======== Data records ========

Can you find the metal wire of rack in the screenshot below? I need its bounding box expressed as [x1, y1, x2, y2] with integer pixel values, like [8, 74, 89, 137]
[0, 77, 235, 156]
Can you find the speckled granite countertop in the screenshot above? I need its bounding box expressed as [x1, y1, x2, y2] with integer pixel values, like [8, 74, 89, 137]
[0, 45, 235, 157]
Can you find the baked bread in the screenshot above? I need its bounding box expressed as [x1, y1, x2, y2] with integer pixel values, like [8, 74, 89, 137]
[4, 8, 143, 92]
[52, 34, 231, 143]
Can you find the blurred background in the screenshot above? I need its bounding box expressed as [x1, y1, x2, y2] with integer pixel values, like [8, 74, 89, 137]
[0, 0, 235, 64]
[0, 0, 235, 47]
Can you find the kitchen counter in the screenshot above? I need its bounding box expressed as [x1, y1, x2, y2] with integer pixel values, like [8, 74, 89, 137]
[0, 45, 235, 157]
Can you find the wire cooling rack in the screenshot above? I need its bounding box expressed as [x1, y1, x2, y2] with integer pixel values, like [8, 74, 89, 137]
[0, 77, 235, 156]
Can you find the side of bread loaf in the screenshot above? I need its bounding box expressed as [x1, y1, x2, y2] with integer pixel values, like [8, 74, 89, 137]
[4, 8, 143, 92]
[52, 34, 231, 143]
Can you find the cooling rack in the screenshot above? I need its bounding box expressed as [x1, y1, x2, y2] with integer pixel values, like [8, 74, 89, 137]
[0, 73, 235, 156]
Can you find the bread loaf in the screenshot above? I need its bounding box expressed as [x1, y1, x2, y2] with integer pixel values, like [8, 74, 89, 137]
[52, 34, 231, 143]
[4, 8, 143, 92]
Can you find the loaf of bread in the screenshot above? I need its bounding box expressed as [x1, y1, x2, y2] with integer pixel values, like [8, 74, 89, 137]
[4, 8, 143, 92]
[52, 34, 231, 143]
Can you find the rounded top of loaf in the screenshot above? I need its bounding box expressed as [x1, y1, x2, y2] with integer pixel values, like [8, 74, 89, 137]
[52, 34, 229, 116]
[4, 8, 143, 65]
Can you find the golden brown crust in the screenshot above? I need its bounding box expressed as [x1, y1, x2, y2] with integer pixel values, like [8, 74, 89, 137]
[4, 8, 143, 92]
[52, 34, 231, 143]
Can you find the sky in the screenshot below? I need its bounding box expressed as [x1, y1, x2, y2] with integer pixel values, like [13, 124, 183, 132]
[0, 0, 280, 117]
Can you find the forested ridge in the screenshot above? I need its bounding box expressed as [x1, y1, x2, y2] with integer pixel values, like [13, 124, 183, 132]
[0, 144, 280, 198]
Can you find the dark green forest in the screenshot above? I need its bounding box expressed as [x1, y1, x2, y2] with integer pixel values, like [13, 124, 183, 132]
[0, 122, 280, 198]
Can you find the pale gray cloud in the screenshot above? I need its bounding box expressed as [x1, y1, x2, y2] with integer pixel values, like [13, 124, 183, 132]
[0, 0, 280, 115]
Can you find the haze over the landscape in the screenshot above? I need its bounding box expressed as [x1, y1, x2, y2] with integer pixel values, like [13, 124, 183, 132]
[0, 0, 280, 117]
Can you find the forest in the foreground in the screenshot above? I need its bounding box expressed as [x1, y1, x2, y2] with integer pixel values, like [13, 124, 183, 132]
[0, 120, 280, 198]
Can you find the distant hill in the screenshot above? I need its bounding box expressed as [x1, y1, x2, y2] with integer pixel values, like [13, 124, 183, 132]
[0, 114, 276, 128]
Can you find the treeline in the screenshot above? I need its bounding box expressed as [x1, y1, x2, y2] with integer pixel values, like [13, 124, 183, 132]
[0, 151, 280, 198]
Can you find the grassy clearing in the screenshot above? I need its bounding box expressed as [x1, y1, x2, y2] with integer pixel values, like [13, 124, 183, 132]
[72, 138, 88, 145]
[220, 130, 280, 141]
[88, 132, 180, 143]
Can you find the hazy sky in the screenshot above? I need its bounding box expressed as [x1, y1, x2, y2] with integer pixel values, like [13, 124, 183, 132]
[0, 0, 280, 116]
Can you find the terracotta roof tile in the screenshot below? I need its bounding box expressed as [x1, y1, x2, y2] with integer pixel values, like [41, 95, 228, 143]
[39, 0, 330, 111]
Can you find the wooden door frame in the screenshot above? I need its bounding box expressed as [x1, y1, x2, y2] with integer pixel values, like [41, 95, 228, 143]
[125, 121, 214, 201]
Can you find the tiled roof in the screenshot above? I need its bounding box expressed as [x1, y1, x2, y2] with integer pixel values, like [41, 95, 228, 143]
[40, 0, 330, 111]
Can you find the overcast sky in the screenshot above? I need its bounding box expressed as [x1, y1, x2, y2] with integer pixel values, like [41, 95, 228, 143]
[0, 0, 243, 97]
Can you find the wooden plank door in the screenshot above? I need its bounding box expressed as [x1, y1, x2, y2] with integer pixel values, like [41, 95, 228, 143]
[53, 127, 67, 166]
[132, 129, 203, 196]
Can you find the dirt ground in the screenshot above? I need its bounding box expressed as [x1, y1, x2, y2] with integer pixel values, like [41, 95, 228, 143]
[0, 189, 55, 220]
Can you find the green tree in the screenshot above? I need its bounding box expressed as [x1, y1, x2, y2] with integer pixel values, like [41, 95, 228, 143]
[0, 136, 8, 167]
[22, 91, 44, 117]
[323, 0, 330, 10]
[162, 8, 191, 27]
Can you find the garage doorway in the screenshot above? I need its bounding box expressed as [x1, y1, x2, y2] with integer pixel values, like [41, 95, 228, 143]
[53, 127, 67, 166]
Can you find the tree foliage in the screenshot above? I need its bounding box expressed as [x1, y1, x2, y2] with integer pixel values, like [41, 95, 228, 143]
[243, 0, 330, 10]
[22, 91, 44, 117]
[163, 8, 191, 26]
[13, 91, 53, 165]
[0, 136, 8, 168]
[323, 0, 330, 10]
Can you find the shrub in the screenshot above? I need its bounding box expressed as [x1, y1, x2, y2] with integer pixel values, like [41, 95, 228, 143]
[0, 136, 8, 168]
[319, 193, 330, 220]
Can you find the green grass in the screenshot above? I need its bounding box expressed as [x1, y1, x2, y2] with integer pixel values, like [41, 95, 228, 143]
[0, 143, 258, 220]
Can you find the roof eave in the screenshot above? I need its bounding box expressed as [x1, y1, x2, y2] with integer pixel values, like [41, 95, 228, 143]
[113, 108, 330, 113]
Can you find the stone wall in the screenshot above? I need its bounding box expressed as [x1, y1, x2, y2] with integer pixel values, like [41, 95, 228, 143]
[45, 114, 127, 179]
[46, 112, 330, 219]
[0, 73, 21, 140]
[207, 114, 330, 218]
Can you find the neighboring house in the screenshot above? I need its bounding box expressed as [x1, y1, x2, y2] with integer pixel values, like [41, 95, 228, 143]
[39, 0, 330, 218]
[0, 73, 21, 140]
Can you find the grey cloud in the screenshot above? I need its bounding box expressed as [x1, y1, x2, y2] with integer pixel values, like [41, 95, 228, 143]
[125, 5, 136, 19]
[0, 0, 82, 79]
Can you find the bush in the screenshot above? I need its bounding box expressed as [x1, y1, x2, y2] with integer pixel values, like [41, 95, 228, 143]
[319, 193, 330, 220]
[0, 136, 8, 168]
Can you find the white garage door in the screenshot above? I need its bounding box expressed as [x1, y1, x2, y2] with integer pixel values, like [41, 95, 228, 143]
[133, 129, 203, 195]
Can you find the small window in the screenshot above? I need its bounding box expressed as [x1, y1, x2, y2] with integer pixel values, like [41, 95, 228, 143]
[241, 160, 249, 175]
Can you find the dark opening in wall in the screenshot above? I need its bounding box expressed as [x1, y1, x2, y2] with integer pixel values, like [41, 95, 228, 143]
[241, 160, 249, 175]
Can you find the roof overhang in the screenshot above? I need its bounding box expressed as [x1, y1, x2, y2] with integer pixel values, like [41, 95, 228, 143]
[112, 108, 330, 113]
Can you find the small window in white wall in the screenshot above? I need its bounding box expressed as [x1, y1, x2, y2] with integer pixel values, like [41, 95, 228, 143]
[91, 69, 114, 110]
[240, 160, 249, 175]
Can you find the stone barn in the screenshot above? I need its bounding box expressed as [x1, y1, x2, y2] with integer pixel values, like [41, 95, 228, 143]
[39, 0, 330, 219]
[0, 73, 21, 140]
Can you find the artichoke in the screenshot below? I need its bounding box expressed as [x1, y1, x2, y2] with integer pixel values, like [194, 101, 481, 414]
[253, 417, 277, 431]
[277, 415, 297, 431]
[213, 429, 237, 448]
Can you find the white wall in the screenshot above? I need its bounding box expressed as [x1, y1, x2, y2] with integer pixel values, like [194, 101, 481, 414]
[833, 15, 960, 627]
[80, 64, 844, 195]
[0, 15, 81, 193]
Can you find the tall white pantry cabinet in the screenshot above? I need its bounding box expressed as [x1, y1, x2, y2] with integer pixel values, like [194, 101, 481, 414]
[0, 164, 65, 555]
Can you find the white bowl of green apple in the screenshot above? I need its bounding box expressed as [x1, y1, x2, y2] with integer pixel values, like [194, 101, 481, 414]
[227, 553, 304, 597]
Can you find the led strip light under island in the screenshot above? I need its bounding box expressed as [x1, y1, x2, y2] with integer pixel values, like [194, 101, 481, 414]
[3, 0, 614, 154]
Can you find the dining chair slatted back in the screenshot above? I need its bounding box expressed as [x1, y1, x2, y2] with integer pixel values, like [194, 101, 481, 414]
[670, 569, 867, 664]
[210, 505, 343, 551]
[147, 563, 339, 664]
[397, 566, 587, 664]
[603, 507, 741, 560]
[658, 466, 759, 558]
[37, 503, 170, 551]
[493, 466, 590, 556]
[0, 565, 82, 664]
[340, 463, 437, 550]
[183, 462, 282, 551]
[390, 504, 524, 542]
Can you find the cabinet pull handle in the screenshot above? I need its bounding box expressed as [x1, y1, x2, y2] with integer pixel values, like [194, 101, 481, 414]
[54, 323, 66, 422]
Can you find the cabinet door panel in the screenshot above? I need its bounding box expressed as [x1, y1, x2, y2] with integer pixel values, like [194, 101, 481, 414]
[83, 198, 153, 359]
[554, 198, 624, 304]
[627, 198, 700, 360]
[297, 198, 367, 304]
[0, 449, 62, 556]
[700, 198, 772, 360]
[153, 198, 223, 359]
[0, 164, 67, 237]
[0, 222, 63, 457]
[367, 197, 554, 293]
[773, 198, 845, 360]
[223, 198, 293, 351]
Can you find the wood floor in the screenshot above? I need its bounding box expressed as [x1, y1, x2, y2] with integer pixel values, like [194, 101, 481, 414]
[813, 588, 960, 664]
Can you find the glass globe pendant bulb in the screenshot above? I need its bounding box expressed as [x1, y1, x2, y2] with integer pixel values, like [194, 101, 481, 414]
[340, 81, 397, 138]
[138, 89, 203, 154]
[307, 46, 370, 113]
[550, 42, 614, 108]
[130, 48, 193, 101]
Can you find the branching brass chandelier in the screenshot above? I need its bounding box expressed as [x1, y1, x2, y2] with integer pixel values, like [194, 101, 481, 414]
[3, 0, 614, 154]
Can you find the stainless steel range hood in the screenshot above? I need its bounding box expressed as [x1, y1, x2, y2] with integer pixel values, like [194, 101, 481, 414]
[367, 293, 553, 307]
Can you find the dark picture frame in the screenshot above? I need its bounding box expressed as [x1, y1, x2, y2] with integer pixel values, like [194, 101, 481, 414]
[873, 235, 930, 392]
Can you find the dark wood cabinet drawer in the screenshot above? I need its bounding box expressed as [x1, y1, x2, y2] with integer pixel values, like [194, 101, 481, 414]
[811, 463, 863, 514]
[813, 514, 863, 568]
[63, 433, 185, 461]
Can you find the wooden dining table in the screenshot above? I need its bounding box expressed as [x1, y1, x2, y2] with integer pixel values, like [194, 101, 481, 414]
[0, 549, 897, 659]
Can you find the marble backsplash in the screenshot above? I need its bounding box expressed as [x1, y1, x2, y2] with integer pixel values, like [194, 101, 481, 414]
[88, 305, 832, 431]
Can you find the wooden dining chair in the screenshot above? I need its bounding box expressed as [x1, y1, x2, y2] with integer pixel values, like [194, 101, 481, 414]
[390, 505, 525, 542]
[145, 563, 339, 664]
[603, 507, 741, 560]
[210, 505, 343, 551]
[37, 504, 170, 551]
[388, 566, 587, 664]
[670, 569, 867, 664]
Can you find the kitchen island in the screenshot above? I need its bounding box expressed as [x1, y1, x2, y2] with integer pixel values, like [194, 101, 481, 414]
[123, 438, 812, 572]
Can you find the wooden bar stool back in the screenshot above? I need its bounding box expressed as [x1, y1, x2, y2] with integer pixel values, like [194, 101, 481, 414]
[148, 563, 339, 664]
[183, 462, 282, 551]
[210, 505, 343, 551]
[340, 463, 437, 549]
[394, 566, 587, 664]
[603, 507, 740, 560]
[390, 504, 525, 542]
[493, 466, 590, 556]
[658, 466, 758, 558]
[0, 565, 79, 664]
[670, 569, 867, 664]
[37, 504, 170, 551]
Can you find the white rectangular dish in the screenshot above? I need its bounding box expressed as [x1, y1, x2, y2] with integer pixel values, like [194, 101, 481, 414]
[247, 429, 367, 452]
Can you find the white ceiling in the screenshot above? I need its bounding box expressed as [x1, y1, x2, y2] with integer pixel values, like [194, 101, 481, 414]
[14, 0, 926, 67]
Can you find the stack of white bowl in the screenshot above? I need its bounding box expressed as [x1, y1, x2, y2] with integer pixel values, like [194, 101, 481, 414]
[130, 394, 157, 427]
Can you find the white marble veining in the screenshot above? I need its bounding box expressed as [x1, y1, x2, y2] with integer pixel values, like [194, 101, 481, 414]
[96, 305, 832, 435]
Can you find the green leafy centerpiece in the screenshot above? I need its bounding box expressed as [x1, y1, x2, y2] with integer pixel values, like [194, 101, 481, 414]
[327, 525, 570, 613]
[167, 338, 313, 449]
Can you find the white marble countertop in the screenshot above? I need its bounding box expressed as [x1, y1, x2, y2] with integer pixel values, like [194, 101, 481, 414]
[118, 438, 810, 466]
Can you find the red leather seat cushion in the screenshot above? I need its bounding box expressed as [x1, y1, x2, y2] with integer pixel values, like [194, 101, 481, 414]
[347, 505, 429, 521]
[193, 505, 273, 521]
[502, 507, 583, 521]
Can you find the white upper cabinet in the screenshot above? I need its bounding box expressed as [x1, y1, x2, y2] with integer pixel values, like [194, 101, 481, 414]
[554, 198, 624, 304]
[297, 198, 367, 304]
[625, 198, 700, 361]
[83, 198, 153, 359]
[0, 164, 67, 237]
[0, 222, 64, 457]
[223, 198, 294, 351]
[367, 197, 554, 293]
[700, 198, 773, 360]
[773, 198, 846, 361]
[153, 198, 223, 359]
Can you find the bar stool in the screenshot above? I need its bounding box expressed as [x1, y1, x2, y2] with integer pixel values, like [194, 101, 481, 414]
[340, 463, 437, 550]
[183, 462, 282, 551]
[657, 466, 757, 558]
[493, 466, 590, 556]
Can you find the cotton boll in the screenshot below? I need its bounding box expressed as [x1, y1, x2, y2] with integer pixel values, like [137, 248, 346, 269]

========

● **Exercise requirements**:
Output every line from the one containing "Can you find the grassy" through the one containing "[132, 129, 203, 196]", both ends included, as a numbered list with blank lines omitted.

● **Task result**:
1. Can you find the grassy clearing in the screenshot above? I need its bounding box expressed as [x1, y1, x2, y2] with integer pixel values, like [13, 124, 183, 132]
2. [72, 138, 88, 145]
3. [220, 130, 280, 141]
4. [88, 132, 180, 143]
5. Can you find the hazy sky in the screenshot above? I need its bounding box expressed as [x1, y1, x2, y2] with integer pixel values, like [13, 124, 183, 132]
6. [0, 0, 280, 116]
7. Can you find the terracotta roof tile in the screenshot below? I need its bounding box expressed as [x1, y1, x2, y2] with integer pixel values, like [41, 95, 228, 143]
8. [39, 0, 330, 111]
9. Can you find the wooden door frame in the screenshot above? I need its bounding box expressed as [x1, y1, x2, y2] with integer pixel values, like [41, 95, 228, 143]
10. [125, 121, 214, 201]
11. Can you find the tiled roof in the screenshot above? I need its bounding box expressed as [x1, y1, x2, y2] with integer pixel values, like [41, 95, 228, 143]
12. [40, 0, 330, 111]
13. Can you find the overcast sky in the screenshot above? I need its bounding box expressed as [x1, y1, x2, y2] with integer pixel values, like [41, 95, 228, 143]
14. [0, 0, 243, 97]
15. Can you find the wooden plank door in the screenshot above? I need its bounding box expressed as [x1, y1, x2, y2] with integer pixel values, like [41, 95, 228, 143]
16. [53, 127, 67, 166]
17. [132, 129, 203, 196]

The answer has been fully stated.